▶ Set exercise: Which lines in the entries below contain the word "tree"? Extract each of them in full.

::::::

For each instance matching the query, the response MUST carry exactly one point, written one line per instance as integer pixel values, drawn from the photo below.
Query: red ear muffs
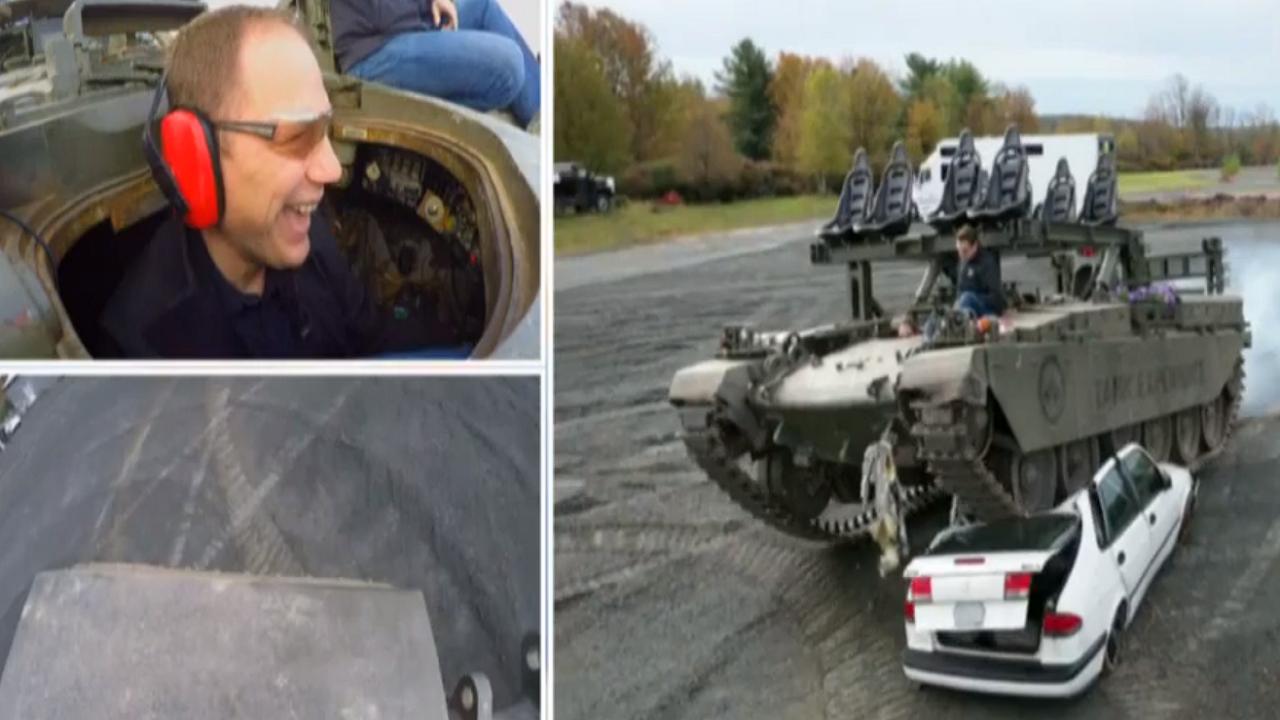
(186, 160)
(188, 145)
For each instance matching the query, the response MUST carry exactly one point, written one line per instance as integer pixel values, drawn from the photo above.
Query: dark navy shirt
(174, 302)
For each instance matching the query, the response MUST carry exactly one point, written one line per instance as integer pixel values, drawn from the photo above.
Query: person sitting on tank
(470, 54)
(976, 277)
(266, 279)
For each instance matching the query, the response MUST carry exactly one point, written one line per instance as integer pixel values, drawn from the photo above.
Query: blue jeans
(484, 64)
(974, 304)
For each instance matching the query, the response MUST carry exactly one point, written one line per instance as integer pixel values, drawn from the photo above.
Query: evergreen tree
(745, 81)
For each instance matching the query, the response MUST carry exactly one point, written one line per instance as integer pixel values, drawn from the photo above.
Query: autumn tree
(919, 69)
(630, 65)
(824, 127)
(970, 91)
(873, 108)
(745, 81)
(786, 92)
(708, 158)
(590, 122)
(1016, 106)
(924, 130)
(938, 92)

::::::

▶ Response:
Query: evergreen tree
Query: autumn tree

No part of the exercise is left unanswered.